* **WHAT THE TASK ASKS**
Pictures are to be excluded. Please print only the lines from the one containing "positive clicks: (594, 713) (607, 713)" through the end of the data, exactly as they appear.

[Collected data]
──────

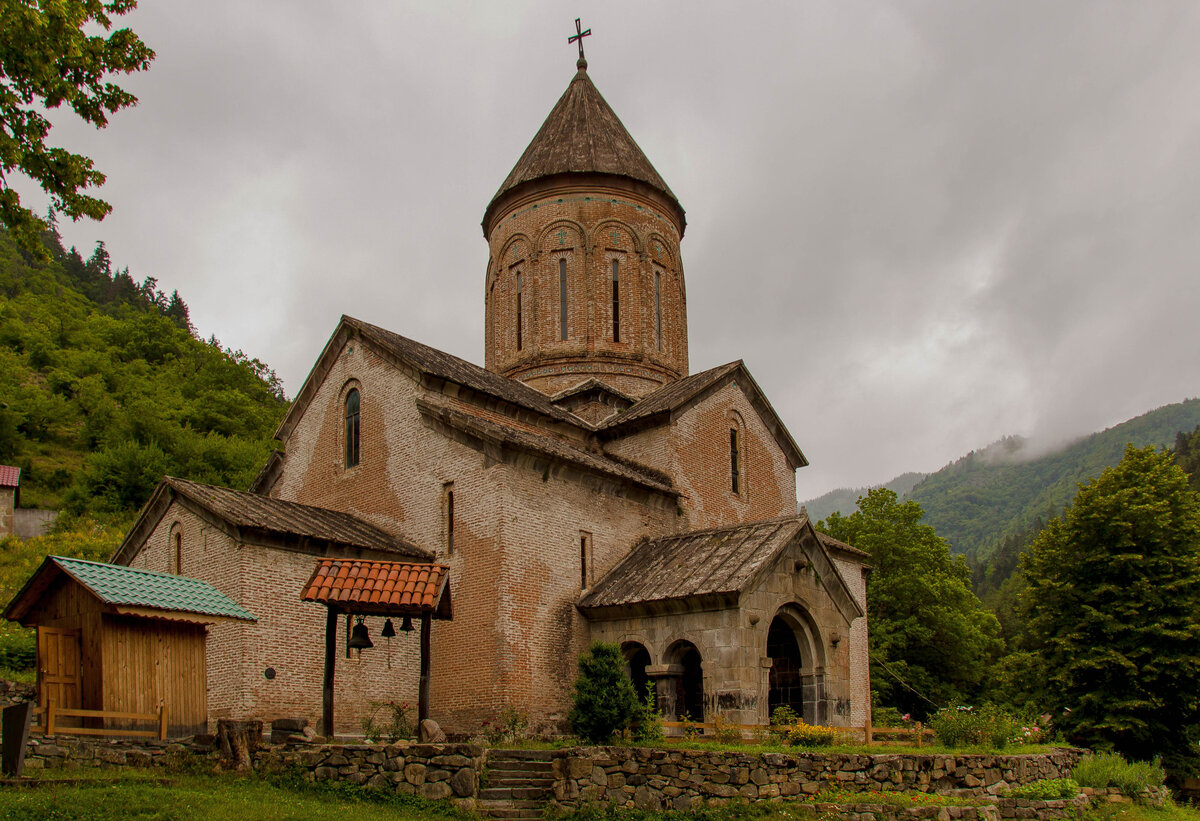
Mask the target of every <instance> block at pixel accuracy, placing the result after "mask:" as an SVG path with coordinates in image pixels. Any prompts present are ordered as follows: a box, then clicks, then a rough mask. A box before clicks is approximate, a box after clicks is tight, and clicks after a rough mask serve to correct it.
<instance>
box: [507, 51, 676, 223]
mask: <svg viewBox="0 0 1200 821" xmlns="http://www.w3.org/2000/svg"><path fill="white" fill-rule="evenodd" d="M581 66H582V67H581V68H580V70H578V72H576V74H575V78H574V79H572V80H571V84H570V85H568V86H566V91H564V92H563V96H562V97H559V100H558V103H557V104H556V106H554V108H553V109H551V112H550V115H548V116H547V118H546V121H545V122H542V124H541V128H539V130H538V133H536V134H535V136H534V138H533V140H532V142H530V143H529V145H528V148H526V150H524V154H522V155H521V158H520V160H517V164H516V166H514V167H512V170H511V172H510V173H509V175H508V178H506V179H505V180H504V184H503V185H500V188H499V191H497V192H496V196H494V197H492V202H491V203H488V205H487V210H486V211H485V214H484V234H485V235H486V234H487V226H488V222H490V218H491V217H493V216H494V212H496V210H497V208H498V205H499V203H500V202H502V200H503V199H504V198H505V194H508V193H509V192H511V191H514V190H516V188H518V187H520V186H522V185H523V184H526V182H532V181H534V180H540V179H544V178H548V176H554V175H557V174H612V175H614V176H626V178H629V179H631V180H637V181H640V182H644V184H647V185H649V186H650V187H653V188H655V190H656V191H658V192H659V193H661V194H664V196H665V197H666V198H667V199H668V200H670V203H671V204H672V205H673V209H674V210H676V211H677V212H678V214H677V216H678V220H679V234H680V236H682V235H683V232H684V229H685V227H686V220H685V217H684V210H683V206H682V205H679V200H678V199H677V198H676V196H674V193H673V192H672V191H671V188H670V187H668V186H667V184H666V182H665V181H664V180H662V178H661V176H660V175H659V173H658V172H656V170H655V169H654V166H653V164H650V161H649V158H648V157H647V156H646V154H644V152H643V151H642V149H641V148H638V145H637V143H636V142H635V140H634V138H632V137H631V136H630V134H629V131H626V130H625V126H624V124H623V122H622V121H620V119H619V118H618V116H617V114H616V112H613V110H612V107H611V106H610V104H608V103H607V102H606V101H605V98H604V97H602V96H601V95H600V91H599V90H598V89H596V86H595V84H594V83H593V82H592V78H589V77H588V72H587V67H586V66H587V64H586V62H582V64H581Z"/></svg>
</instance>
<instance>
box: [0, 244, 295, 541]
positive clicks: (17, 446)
mask: <svg viewBox="0 0 1200 821" xmlns="http://www.w3.org/2000/svg"><path fill="white" fill-rule="evenodd" d="M47 246H48V248H49V251H50V260H49V262H46V263H41V262H36V260H34V259H32V258H31V257H30V256H29V254H26V253H24V252H22V251H19V250H18V248H17V247H16V245H14V244H13V242H12V240H11V239H10V238H8V236H7V235H6V234H0V462H4V463H11V465H17V466H19V467H20V468H22V489H20V493H22V507H40V508H55V509H60V508H62V509H66V510H68V511H70V513H72V514H76V515H89V516H97V515H98V516H109V517H112V516H116V517H126V519H127V517H128V516H130V515H131V514H132V513H133V511H136V510H137V509H138V508H139V507H140V505H142V504H143V503H144V502H145V501H146V498H148V497H149V495H150V491H151V490H154V486H155V485H156V484H157V481H158V479H160V478H161V477H162V475H163V474H174V475H179V477H186V478H190V479H196V480H199V481H208V483H214V484H218V485H228V486H233V487H245V486H247V485H248V483H250V481H251V480H252V479H253V477H254V474H256V473H257V471H258V469H259V467H260V466H262V465H263V462H264V460H265V459H266V455H268V453H269V451H270V449H271V447H272V445H271V435H272V432H274V429H275V426H276V424H277V423H278V420H280V419H281V418H282V414H283V410H284V408H286V401H284V397H283V391H282V388H281V385H280V382H278V379H277V378H276V377H275V373H274V372H272V371H271V370H270V368H269V367H268V366H266V365H265V364H263V362H262V361H259V360H257V359H252V358H250V356H246V355H245V354H242V353H241V352H240V350H229V349H226V348H223V347H222V346H221V344H220V342H217V341H216V340H215V338H210V340H208V341H203V340H200V338H197V336H196V335H194V332H193V330H192V328H191V324H190V322H188V317H187V305H186V304H185V302H184V300H182V299H181V298H180V296H179V294H178V292H176V293H174V294H172V295H170V296H167V295H164V294H163V293H162V292H161V290H158V289H157V282H156V281H155V280H154V278H146V280H144V281H142V282H140V283H138V282H136V281H134V280H133V278H132V277H131V276H130V274H128V270H127V269H126V270H114V269H113V265H112V262H110V259H109V257H108V253H107V252H106V250H104V246H103V244H101V245H98V246H97V247H96V250H95V252H94V253H92V254H91V256H90V257H89V258H88V259H86V260H85V259H83V258H82V256H80V254H79V253H78V252H77V251H76V250H74V248H71V250H70V251H66V250H64V248H62V246H61V244H60V242H59V239H58V236H56V235H55V234H50V235H48V238H47Z"/></svg>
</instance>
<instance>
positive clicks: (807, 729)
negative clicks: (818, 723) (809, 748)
mask: <svg viewBox="0 0 1200 821" xmlns="http://www.w3.org/2000/svg"><path fill="white" fill-rule="evenodd" d="M836 741H838V732H836V731H835V730H834V729H833V727H823V726H821V725H818V724H816V725H815V724H805V723H804V721H797V723H796V724H793V725H792V726H791V727H790V729H788V730H787V743H788V744H791V745H792V747H832V745H833V744H834V742H836Z"/></svg>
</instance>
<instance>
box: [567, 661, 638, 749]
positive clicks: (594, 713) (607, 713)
mask: <svg viewBox="0 0 1200 821" xmlns="http://www.w3.org/2000/svg"><path fill="white" fill-rule="evenodd" d="M571 695H572V699H574V701H575V705H574V706H572V707H571V712H570V715H568V720H569V721H570V723H571V731H572V732H575V735H577V736H580V737H581V738H584V739H587V741H588V742H590V743H593V744H607V743H608V742H610V741H611V739H612V736H613V733H617V732H620V731H622V730H624V729H625V727H628V726H629V723H630V721H632V720H634V717H635V715H637V712H638V706H637V694H636V693H635V691H634V683H632V682H631V681H629V676H628V675H626V673H625V665H624V664H623V663H622V659H620V649H619V648H618V647H617V646H616V645H606V643H604V642H600V641H598V642H595V643H594V645H592V649H590V651H588V652H587V653H584V654H583V655H581V657H580V677H578V678H576V679H575V690H574V693H572V694H571Z"/></svg>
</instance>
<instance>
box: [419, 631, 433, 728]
mask: <svg viewBox="0 0 1200 821" xmlns="http://www.w3.org/2000/svg"><path fill="white" fill-rule="evenodd" d="M432 624H433V621H432V619H431V618H430V616H428V613H426V615H424V616H421V684H420V689H419V690H418V696H416V720H418V721H424V720H425V719H427V718H428V717H430V633H431V625H432Z"/></svg>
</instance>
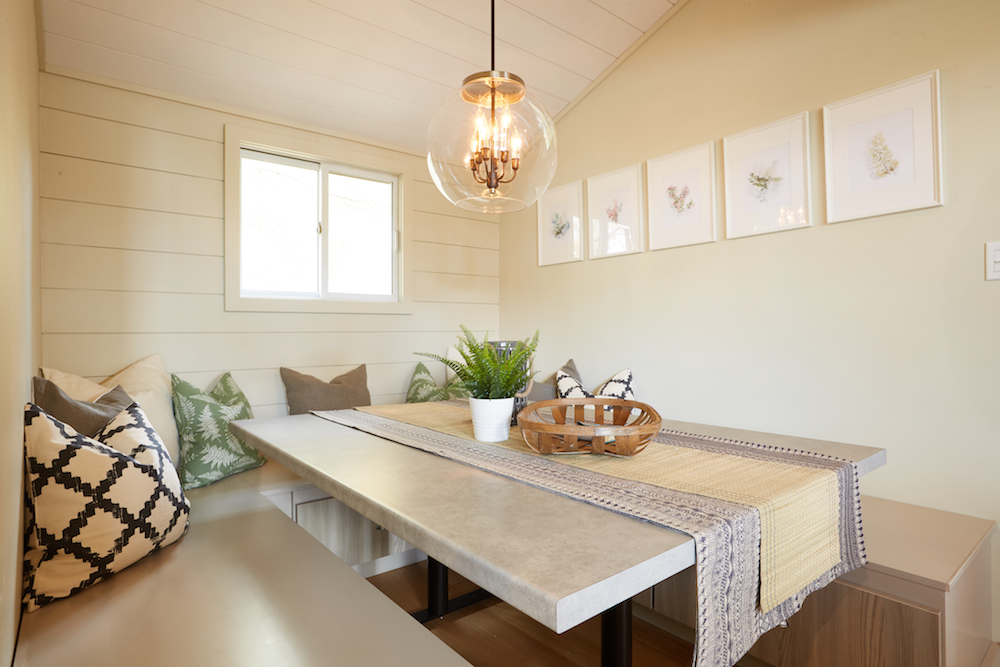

──────

* **WRITTEN RESPONSE**
positive clicks: (594, 713) (607, 713)
mask: <svg viewBox="0 0 1200 821" xmlns="http://www.w3.org/2000/svg"><path fill="white" fill-rule="evenodd" d="M571 695H572V699H574V701H575V705H574V706H572V707H571V712H570V715H568V720H569V721H570V723H571V731H572V732H575V735H577V736H580V737H581V738H584V739H587V741H588V742H590V743H593V744H607V743H608V742H610V741H611V739H612V736H613V733H617V732H620V731H622V730H624V729H625V727H628V726H629V723H630V721H632V720H634V717H635V715H637V712H638V706H637V694H636V693H635V691H634V683H632V682H631V681H629V676H628V675H626V673H625V665H624V664H623V663H622V659H620V649H619V648H618V647H617V646H616V645H606V643H604V642H600V641H598V642H595V643H594V645H592V649H590V651H588V652H587V653H584V654H583V655H581V657H580V677H578V678H576V679H575V690H574V693H572V694H571Z"/></svg>
</instance>
<instance>
box: [419, 631, 433, 728]
mask: <svg viewBox="0 0 1200 821" xmlns="http://www.w3.org/2000/svg"><path fill="white" fill-rule="evenodd" d="M432 624H433V621H432V619H431V618H430V616H428V613H426V615H424V616H421V684H420V689H419V690H418V696H416V720H418V721H424V720H425V719H427V718H428V717H430V633H431V625H432Z"/></svg>
</instance>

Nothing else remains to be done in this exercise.